> [Task brief] Count the lines in the records below that contain the word "every", and give only that number.
Start of Entries supplied
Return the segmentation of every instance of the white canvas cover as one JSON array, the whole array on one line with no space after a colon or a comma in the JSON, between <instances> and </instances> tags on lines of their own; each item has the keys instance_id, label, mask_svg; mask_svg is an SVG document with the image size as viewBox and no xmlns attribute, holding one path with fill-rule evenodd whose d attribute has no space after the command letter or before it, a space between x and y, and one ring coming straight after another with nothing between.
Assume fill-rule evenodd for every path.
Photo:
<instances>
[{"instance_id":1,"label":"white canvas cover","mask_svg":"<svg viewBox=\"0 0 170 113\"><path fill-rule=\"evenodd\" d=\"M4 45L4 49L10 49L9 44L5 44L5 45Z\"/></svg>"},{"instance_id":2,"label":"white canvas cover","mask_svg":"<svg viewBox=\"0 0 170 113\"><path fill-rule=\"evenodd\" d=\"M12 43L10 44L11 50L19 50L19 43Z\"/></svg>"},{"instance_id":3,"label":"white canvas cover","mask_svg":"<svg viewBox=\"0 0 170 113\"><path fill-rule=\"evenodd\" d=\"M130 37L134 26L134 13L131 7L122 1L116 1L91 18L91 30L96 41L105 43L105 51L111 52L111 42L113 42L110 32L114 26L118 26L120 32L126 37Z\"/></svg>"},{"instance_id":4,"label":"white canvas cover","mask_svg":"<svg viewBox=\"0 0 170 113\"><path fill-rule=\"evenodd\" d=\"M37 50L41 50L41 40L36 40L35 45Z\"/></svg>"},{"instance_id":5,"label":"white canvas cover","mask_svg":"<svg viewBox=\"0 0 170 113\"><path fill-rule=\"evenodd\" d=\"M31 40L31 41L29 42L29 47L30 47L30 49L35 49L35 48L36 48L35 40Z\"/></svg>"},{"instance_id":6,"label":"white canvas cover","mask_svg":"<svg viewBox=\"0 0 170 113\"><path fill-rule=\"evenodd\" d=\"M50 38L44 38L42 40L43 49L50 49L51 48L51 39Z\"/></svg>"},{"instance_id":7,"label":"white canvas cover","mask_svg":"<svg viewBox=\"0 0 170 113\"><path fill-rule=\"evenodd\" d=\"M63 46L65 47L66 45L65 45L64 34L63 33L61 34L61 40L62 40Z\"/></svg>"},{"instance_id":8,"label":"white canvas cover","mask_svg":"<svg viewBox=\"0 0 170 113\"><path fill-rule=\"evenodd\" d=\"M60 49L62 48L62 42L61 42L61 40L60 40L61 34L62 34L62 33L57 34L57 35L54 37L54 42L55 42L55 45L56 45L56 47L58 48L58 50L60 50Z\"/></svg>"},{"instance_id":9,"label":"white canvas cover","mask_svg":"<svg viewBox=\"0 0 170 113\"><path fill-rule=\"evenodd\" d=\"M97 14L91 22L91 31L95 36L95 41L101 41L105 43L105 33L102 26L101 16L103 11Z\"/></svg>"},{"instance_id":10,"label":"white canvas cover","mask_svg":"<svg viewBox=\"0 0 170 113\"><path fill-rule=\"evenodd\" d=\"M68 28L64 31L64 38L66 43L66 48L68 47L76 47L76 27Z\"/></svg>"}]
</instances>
End of Entries supplied
> [Written response] 2